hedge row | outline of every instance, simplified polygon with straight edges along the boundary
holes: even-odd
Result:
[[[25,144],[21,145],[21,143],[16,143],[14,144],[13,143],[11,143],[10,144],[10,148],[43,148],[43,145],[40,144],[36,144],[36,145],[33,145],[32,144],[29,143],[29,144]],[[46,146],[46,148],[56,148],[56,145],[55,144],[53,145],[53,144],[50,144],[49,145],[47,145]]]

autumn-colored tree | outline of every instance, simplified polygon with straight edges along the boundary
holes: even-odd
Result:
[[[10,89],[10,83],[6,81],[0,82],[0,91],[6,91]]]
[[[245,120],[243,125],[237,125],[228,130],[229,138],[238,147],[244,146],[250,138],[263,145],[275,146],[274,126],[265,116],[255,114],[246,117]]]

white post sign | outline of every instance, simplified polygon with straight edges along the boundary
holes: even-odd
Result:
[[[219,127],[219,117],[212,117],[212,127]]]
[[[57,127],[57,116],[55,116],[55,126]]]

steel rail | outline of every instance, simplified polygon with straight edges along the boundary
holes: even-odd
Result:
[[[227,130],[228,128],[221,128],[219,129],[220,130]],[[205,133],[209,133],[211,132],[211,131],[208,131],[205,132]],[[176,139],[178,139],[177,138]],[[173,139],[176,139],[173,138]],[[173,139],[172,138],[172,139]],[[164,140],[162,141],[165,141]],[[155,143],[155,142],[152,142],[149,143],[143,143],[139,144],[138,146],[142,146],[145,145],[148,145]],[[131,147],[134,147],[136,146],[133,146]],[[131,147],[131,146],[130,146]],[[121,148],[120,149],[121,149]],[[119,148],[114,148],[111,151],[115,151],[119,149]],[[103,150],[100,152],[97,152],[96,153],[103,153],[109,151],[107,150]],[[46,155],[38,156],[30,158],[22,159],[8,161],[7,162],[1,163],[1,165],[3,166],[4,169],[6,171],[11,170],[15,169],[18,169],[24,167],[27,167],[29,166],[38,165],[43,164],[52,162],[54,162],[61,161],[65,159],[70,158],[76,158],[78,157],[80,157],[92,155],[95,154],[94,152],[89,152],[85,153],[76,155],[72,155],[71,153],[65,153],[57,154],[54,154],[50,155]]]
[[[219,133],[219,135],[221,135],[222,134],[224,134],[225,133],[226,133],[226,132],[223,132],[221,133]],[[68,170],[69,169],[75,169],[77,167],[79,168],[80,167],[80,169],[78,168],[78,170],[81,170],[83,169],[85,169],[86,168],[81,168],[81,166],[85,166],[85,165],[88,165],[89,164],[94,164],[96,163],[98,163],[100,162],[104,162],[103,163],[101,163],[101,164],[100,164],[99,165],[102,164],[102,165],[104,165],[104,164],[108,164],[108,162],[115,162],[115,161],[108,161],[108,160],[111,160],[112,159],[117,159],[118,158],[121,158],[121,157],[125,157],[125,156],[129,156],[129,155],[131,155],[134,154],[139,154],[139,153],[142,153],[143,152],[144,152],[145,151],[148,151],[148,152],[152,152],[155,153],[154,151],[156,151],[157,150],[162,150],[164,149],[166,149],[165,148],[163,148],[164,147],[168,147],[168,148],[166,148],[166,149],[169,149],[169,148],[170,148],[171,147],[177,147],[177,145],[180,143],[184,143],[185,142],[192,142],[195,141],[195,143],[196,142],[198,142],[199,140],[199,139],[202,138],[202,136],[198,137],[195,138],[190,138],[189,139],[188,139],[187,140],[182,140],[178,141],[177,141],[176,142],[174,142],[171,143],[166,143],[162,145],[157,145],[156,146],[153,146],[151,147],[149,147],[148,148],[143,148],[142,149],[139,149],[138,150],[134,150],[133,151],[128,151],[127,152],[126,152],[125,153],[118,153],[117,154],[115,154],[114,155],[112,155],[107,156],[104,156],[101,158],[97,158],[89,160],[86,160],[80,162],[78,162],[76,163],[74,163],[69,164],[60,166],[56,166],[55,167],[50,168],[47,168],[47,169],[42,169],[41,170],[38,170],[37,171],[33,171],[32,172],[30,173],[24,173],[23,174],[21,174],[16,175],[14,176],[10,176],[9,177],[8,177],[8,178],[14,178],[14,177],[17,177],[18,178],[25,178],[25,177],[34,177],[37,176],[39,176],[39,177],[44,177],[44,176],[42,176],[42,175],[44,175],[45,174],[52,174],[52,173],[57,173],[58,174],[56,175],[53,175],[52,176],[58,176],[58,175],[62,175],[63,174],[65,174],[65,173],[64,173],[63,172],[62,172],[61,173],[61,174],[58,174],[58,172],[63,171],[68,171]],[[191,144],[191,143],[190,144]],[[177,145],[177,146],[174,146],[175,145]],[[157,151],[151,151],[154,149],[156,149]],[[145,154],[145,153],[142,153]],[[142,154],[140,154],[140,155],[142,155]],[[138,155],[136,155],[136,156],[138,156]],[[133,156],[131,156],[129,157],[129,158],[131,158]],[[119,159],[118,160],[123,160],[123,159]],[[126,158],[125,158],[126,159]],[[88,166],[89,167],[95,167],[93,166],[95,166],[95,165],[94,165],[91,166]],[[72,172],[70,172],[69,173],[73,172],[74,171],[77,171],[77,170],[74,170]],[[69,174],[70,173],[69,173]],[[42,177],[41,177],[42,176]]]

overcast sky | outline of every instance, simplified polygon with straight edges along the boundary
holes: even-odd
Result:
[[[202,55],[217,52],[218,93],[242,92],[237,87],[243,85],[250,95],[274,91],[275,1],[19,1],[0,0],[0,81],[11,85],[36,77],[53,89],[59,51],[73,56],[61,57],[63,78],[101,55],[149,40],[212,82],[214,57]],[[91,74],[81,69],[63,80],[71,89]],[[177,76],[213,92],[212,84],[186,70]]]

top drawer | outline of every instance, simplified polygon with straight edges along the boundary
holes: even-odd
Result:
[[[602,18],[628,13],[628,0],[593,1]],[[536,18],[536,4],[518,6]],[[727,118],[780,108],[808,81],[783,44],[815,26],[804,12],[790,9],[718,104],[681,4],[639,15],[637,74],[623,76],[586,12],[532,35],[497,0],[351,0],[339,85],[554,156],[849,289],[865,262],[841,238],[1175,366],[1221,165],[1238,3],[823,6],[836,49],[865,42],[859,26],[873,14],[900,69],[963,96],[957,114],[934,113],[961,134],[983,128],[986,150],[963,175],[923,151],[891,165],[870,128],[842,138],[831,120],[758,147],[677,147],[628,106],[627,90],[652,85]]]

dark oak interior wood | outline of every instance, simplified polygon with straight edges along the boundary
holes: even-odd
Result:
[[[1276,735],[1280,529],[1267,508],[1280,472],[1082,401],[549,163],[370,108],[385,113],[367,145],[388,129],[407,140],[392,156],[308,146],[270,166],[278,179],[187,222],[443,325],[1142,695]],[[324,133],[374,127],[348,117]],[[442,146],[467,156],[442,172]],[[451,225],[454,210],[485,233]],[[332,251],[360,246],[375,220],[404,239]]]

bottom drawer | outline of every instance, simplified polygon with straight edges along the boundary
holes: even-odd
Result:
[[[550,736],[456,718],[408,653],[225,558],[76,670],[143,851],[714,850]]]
━━━
_Problem description:_ Retype all of the lines above with no changes, keeping every character and symbol in its original order.

_Final result:_
hedge row | outline of every instance, simplified polygon with straight edges along the boundary
holes: even-odd
Result:
[[[25,144],[21,145],[21,143],[16,143],[14,144],[13,143],[11,143],[10,144],[10,148],[43,148],[43,145],[40,144],[36,144],[36,145],[33,145],[32,144],[29,143],[29,144]],[[46,146],[46,148],[56,148],[56,145],[55,144],[53,145],[53,144],[50,144],[49,145],[47,145]]]

autumn-colored tree | outline of every instance, simplified polygon with straight edges along the boundary
holes: even-odd
Result:
[[[10,89],[10,83],[6,81],[0,82],[0,91],[6,91]]]
[[[245,120],[243,125],[237,125],[228,130],[229,138],[238,147],[244,146],[250,138],[263,145],[275,146],[274,126],[265,116],[255,114],[246,117]]]

white post sign | outline of every instance, simplified polygon with straight edges along the boundary
holes: even-odd
Result:
[[[219,127],[219,117],[212,117],[212,127]]]
[[[57,127],[57,116],[55,116],[55,126]]]

steel rail | outline of every instance, simplified polygon with straight edges along the boundary
holes: even-odd
Result:
[[[227,130],[228,128],[221,128],[219,129],[220,130]],[[205,133],[209,133],[211,132],[211,131],[208,131],[205,132]],[[176,139],[178,139],[177,138]],[[173,139],[176,139],[173,138]],[[173,139],[172,138],[172,139]],[[164,140],[162,141],[165,141]],[[155,143],[155,142],[152,142],[149,143],[143,143],[139,144],[138,146],[142,146],[145,145],[148,145]],[[131,147],[134,147],[136,146],[133,146]],[[131,147],[131,146],[130,146]],[[121,148],[120,149],[121,149]],[[119,148],[114,148],[111,151],[115,151],[119,149]],[[103,150],[100,152],[97,152],[96,153],[103,153],[109,151],[107,150]],[[46,155],[38,156],[30,158],[22,159],[8,161],[7,162],[1,163],[1,165],[3,166],[4,169],[6,171],[11,170],[15,169],[18,169],[24,167],[27,167],[29,166],[38,165],[43,164],[52,162],[54,162],[61,161],[65,159],[70,158],[76,158],[78,157],[80,157],[92,155],[95,154],[94,152],[89,152],[85,153],[76,155],[72,155],[71,153],[65,153],[57,154],[54,154],[50,155]]]
[[[219,133],[219,135],[221,135],[222,134],[224,134],[225,133],[226,133],[226,132],[223,132],[221,133]],[[68,170],[69,169],[75,169],[77,167],[79,168],[80,167],[80,169],[78,168],[78,170],[81,170],[83,169],[85,169],[86,168],[81,168],[81,166],[85,166],[85,165],[88,165],[89,164],[94,164],[96,163],[98,163],[100,162],[104,162],[103,163],[101,163],[101,164],[100,164],[99,165],[102,164],[102,165],[104,165],[104,164],[108,164],[108,162],[115,162],[115,161],[108,161],[108,160],[111,160],[112,159],[117,159],[118,158],[121,158],[121,157],[125,157],[125,156],[129,156],[129,155],[131,155],[134,154],[139,154],[139,153],[142,153],[143,152],[144,152],[145,151],[148,151],[148,152],[152,152],[155,153],[154,151],[156,151],[157,150],[162,150],[164,149],[166,149],[165,148],[163,148],[164,147],[168,147],[168,148],[166,148],[166,149],[169,149],[169,148],[170,148],[171,147],[177,147],[177,145],[180,143],[184,143],[185,142],[192,142],[195,141],[195,143],[196,142],[198,142],[199,140],[199,139],[202,138],[202,136],[198,137],[195,138],[190,138],[189,139],[188,139],[187,140],[182,140],[178,141],[177,141],[176,142],[174,142],[171,143],[166,143],[162,145],[157,145],[156,146],[153,146],[151,147],[149,147],[148,148],[143,148],[142,149],[139,149],[138,150],[134,150],[133,151],[128,151],[127,152],[126,152],[125,153],[118,153],[117,154],[115,154],[114,155],[112,155],[107,156],[104,156],[101,158],[97,158],[89,160],[86,160],[80,162],[78,162],[76,163],[74,163],[69,164],[60,166],[56,166],[55,167],[50,168],[47,168],[47,169],[42,169],[41,170],[38,170],[37,171],[33,171],[32,172],[30,173],[24,173],[23,174],[21,174],[16,175],[14,176],[10,176],[9,177],[8,177],[8,178],[14,178],[14,177],[17,177],[18,178],[25,178],[25,177],[34,177],[37,176],[39,176],[39,177],[44,177],[44,176],[42,176],[42,175],[44,175],[45,174],[52,174],[52,173],[57,173],[58,174],[56,175],[53,175],[52,176],[58,176],[58,175],[62,175],[63,174],[65,174],[65,173],[64,173],[63,172],[62,172],[61,173],[61,174],[58,174],[58,172],[63,171],[68,171]],[[191,144],[191,143],[190,144]],[[177,145],[177,146],[174,146],[175,145]],[[157,151],[151,151],[154,149],[156,149]],[[145,154],[145,153],[142,153]],[[142,154],[140,154],[140,155],[142,155]],[[138,155],[136,155],[136,156],[138,156]],[[133,156],[131,156],[129,157],[129,158],[131,158]],[[119,159],[118,160],[123,160],[123,159]],[[126,158],[125,158],[126,159]],[[88,166],[89,167],[95,167],[93,166],[95,166],[95,165],[94,165],[91,166]],[[72,172],[70,172],[69,173],[73,172],[74,171],[77,171],[77,170],[74,170]],[[69,174],[70,173],[69,173]],[[42,177],[41,177],[42,176]]]

overcast sky | outline of every instance, simplified polygon with straight edges along the boundary
holes: even-odd
Result:
[[[202,55],[217,52],[218,93],[242,92],[237,87],[243,85],[250,95],[274,91],[275,1],[19,1],[0,0],[0,81],[11,85],[36,77],[53,89],[59,51],[73,56],[61,57],[63,78],[101,55],[149,40],[212,82],[214,57]],[[91,74],[81,69],[63,80],[71,89]],[[177,76],[213,92],[212,84],[186,70]]]

top drawer | outline of every instance, simplified polygon with straight edges along the boundary
holes: even-odd
Result:
[[[602,18],[628,13],[628,0],[593,1]],[[536,18],[536,4],[518,6]],[[727,118],[780,108],[808,81],[783,44],[815,26],[804,12],[790,9],[718,104],[681,4],[639,15],[637,74],[623,76],[586,12],[532,35],[497,0],[351,0],[339,85],[554,156],[849,289],[865,262],[841,238],[1175,366],[1221,165],[1238,3],[823,6],[836,49],[865,42],[859,26],[873,14],[900,69],[963,96],[957,114],[934,113],[961,134],[983,128],[986,150],[963,175],[923,151],[891,165],[870,128],[842,138],[831,120],[758,147],[677,147],[628,106],[627,90],[652,85]]]

dark oak interior wood | outline of every instance, simplified polygon with straight edges along the boundary
holes: even-odd
Result:
[[[1276,735],[1280,529],[1267,508],[1280,472],[1082,401],[549,163],[370,108],[385,113],[367,145],[388,129],[407,140],[392,156],[308,146],[270,166],[278,179],[187,222],[443,325],[1142,695]],[[324,133],[374,127],[348,117]],[[442,146],[467,156],[442,172]],[[451,225],[454,210],[485,233]],[[332,251],[360,246],[375,220],[404,239]]]

bottom drawer | outline of every instance, simplified polygon with straight edges along the boundary
holes: even-odd
Result:
[[[550,736],[456,718],[408,653],[225,558],[76,670],[143,851],[714,850]]]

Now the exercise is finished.